======== TEKSTFRAGMENT

Twaalf jaar na de oorlog, in 1957, verscheen Het bittere kruid van Marga Minco. Toen, nog geen 16 jaar oud, las ik haar boek onmiddellijk. Ik las het gretig, met herkenning, kloppend hart en toch, met droge ogen.
Tot het laatste hoofdstuk, de beschrijving van Marga’s bezoek aan haar oom. De broer van haar vader die dag in dag uit in zijn stoel voor het erkerraam de tramhalte in de gaten hield waar zij zojuist was uitgestapt.
Levenslang verdriet
Het was inmiddels al maanden na de oorlog, de vrede getekend, maar nog altijd leefde Marga’s oom in de hoop zijn broer uit de tram te zien stappen, en wachtte hij op hem die nooit meer terug zou keren. Hij had de oorlog weliswaar overleefd, maar ‘kreeg’ levenslang verdriet.
Tijdens het lezen van dat hoofdstuk kwamen de tranen.
Ragfijn, bijna poëtisch
Jona Oberski’s Kinderjaren had op mij eenzelfde effect en zijn roman las ik eveneens met ontzetting en bewondering. Ook om de taal, die net als bij Marga Minco, ragfijn is, poëtisch bijna. In het laatste hoofdstuk beschrijft Jona Oberski zichzelf in een vreemd huis, bij vreemde mensen. Het is inmiddels vrede. De kleine Jona Oberski zit in een kinderstoel, voor hem een bord pap maar eten kan hij niet. Hij is alleen overgebleven, zijn vader en moeder zijn omgebracht.
En weer ging ik onderuit bij een laatste hoofdstuk.
Kring bewonderaars
Lang geleden, op het boekenbal, zag ik Marga Minco. Uitgelaten wervelde ze rond en rond in de armen van haar(?) man. Voor wie niet beter wist, danste hier een kleine, stralende vrouw zonder zorgen en zonder leed. Een kring bewonderaars keek toe.

================
======== GETOONDE VERMELDINGEN

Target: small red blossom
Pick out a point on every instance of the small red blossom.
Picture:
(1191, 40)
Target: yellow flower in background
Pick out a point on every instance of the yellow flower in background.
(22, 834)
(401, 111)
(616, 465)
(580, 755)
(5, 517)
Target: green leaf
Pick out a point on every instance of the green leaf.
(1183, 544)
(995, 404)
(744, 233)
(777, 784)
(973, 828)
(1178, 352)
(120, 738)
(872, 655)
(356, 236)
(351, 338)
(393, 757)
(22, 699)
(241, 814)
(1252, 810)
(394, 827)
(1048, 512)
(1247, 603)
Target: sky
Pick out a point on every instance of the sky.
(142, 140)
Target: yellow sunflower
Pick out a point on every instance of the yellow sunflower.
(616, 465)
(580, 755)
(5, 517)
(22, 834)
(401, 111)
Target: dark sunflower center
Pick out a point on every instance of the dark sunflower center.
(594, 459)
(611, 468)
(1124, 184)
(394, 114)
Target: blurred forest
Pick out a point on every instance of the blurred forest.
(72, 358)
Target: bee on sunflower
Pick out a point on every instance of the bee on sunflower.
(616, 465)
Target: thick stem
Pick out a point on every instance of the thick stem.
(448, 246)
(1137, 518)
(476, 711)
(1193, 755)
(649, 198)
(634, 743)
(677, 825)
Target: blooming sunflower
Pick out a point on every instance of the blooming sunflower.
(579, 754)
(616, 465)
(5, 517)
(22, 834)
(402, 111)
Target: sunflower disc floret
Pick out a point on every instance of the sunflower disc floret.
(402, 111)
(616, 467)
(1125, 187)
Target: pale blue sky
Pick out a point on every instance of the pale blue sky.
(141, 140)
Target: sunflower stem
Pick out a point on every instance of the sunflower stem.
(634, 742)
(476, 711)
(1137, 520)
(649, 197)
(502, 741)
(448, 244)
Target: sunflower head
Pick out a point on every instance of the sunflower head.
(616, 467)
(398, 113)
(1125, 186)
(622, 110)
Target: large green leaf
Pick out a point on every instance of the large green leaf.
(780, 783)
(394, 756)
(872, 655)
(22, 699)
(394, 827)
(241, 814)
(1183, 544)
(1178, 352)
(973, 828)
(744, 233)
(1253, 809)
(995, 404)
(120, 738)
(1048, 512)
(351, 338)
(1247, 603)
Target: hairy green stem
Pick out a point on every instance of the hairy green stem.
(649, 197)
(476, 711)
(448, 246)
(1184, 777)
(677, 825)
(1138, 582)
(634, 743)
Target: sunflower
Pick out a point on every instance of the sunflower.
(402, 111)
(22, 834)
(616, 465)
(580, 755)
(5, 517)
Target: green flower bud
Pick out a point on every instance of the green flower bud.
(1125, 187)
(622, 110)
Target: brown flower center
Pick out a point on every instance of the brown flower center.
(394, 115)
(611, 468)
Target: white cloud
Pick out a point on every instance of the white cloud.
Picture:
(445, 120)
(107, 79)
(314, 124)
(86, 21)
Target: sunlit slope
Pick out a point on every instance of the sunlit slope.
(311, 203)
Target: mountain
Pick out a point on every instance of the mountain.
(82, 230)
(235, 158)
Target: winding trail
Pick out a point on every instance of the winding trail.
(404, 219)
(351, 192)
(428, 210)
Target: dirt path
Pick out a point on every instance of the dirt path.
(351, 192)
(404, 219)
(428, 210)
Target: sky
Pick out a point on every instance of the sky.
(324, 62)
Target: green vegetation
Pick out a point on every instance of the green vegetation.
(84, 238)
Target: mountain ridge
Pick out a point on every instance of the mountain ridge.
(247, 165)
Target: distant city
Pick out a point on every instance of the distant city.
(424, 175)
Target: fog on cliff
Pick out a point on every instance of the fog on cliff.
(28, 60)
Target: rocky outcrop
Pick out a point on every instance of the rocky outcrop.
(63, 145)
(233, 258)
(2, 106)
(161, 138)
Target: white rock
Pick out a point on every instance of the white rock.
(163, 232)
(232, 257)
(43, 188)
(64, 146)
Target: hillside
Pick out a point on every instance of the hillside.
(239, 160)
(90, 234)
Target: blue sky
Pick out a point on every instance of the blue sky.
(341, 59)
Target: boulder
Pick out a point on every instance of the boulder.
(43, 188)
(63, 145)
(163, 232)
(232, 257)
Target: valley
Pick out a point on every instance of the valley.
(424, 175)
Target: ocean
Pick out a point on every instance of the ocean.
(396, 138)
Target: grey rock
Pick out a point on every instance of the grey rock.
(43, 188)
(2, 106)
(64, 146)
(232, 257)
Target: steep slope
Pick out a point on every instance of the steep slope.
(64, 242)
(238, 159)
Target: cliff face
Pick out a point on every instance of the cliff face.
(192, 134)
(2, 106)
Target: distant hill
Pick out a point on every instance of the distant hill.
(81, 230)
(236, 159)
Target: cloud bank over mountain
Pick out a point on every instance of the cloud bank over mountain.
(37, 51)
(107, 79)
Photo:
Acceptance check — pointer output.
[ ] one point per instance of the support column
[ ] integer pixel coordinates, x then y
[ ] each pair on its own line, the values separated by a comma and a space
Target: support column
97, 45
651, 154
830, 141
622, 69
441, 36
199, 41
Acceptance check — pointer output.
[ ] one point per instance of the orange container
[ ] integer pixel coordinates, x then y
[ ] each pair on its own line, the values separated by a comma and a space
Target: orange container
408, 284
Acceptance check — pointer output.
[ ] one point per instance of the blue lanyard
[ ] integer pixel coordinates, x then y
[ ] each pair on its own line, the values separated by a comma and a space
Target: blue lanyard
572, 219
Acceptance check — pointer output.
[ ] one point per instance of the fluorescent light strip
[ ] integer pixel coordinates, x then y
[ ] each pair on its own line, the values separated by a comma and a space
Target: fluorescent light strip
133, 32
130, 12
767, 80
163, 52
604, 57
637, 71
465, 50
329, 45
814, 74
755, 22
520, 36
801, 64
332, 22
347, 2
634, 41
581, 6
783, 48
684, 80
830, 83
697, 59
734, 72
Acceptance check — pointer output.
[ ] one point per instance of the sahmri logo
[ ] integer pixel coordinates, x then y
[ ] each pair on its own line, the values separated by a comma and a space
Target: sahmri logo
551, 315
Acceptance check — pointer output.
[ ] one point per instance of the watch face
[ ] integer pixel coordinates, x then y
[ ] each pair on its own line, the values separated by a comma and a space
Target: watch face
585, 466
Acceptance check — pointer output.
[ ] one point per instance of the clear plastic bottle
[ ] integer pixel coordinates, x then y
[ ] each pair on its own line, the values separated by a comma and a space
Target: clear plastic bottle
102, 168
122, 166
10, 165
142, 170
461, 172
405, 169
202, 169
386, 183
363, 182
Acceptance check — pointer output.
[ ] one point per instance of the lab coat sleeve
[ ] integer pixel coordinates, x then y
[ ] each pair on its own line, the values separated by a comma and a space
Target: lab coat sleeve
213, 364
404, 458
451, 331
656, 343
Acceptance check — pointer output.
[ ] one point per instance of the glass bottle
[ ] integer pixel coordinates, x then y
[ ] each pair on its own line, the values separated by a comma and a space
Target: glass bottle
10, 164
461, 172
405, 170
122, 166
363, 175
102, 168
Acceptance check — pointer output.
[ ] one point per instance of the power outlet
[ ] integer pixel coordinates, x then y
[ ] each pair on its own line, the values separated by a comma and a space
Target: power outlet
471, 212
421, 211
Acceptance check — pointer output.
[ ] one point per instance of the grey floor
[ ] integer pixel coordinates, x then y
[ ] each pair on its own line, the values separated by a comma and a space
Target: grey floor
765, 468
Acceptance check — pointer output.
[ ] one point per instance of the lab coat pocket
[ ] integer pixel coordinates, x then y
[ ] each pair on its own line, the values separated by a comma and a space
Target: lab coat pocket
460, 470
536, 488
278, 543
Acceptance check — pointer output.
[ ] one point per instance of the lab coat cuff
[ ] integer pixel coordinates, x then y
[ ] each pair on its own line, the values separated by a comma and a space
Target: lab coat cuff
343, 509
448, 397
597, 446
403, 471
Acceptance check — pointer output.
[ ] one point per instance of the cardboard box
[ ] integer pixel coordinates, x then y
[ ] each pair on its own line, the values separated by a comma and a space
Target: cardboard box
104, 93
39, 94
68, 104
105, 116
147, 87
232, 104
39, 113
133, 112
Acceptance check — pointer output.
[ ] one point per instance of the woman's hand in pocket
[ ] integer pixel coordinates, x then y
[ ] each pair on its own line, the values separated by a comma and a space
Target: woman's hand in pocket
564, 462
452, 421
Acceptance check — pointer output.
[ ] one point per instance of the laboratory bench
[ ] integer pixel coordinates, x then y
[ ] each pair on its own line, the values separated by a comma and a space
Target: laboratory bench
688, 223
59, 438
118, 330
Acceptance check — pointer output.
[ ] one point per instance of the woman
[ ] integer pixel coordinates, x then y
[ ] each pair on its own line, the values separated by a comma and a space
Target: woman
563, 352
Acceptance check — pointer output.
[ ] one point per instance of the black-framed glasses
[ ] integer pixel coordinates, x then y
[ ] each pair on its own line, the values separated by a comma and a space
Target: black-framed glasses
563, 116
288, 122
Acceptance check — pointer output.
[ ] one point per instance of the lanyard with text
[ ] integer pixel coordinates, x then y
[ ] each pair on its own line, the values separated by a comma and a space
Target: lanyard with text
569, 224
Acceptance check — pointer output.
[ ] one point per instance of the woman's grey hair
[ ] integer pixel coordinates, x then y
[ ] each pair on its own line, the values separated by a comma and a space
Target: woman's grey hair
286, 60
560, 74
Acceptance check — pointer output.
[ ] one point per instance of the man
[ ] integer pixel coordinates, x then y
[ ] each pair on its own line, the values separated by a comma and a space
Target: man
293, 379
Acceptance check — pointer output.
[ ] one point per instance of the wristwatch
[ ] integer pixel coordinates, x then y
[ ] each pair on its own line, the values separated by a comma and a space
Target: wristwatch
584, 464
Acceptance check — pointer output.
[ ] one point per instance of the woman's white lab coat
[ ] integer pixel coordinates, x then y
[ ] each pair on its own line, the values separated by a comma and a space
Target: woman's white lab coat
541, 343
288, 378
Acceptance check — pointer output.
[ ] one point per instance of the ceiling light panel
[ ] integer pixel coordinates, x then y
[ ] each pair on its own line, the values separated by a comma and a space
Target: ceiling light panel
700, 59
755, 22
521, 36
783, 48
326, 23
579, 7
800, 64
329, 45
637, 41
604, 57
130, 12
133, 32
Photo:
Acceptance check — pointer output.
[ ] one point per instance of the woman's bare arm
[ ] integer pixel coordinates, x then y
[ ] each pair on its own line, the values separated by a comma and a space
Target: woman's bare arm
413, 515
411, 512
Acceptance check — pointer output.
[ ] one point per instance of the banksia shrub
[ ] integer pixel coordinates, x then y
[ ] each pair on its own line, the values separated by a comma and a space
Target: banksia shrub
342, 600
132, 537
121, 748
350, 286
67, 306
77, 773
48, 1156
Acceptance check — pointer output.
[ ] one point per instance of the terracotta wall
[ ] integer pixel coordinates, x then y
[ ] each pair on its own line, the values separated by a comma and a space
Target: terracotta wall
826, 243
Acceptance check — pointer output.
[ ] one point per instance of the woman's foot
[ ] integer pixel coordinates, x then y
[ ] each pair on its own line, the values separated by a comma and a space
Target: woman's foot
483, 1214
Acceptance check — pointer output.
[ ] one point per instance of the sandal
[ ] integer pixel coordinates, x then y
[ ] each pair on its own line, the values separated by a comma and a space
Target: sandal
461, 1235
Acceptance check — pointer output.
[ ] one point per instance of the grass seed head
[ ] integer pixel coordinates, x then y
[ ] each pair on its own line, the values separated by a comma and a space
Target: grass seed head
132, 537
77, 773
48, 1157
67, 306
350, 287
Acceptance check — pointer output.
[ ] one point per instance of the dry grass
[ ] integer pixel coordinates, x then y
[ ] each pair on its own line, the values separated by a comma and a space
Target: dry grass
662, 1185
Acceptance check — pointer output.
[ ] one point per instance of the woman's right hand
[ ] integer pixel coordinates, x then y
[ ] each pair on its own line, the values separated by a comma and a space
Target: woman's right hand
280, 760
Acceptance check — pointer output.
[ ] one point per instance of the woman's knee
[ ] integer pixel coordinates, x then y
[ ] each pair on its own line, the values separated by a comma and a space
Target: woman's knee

================

*OPDRACHT*:
Schrijf het tekstfragment over Marga Minco en Jona Oberski verder, te beginnen na de laatste zin. De vermeldingen doen hier niet ter zake.

*ANTWOORD*:
Jaren later, mijn toenmalige uitgever had me gevraagd Marga Minco te interviewen, hoewel ik zoiets nooit eerder had gedaan, kwam ik bij haar thuis. Een herinnering aan een tengere bedeesde vrouw, aan donkere gangen, donkere vertrekken. Het interview zou op niets uitlopen, Marga Minco bekende me een hekel te hebben aan interviews en na enige tijd namen we afscheid.
Marga Minco liet een prachtig oeuvre na. Geen vuistdikke romans, maar tere, kleine boeken. Het door haar beschreven naoorlogse leed heeft me, zoals ik al bekende, het meest geraakt. De bedrieglijke eenvoud van haar taal, de schoonheid ervan, is het vuur onder dat wat zij beschrijft.
Verdriet van de vrede
Zeer onlangs werd ‘Het verdriet van de vrede’ van mijn hand gepubliceerd. Marga Minco zou onmiddellijk hebben begrepen waar die titel naar verwees. Waar die op sloeg. Er zijn nog altijd mensen die dit onmiddellijk weten. Maar wel steeds minder en minder. En toch moet het gezegd, moet het geschreven.
Want oorlog eindigt niet wanneer de vrede wordt getekend. Wonden en trauma’s en verdriet blijven levenslang aanwezig. En zolang oorlogen de mensheid en de aarde teisteren, zou iedereen daarvan doordrongen moeten zijn. In de (ijdele) hoop dat er dan een eind aan komt…
Biografie
De Hongaarse hoogleraar Judit Gera, tevens vertaalster van Nederlandse literatuur, ontving de eervolle opdracht een biografie te schrijven over het leven van Marga Minco. Dat doet zij samen met Yra van Dijk. Zij was juist in Nederland toen Marga Minco stierf en was als een van de intimi aanwezig op haar begrafenis.
Marga Minco (1920-2023)
In 2019 ontving zij op 98-jarige leeftijd de P.C. Hooftprijs
Marga Minco in 1981, foto: Hans van Dijk voor Anefo – Nationaal Archief
Diamant
Denkend aan Marga Minco zie ik haar schaven aan haar zinnen als aan een diamant waarvan de talloze vlakken zullen blijven schitteren.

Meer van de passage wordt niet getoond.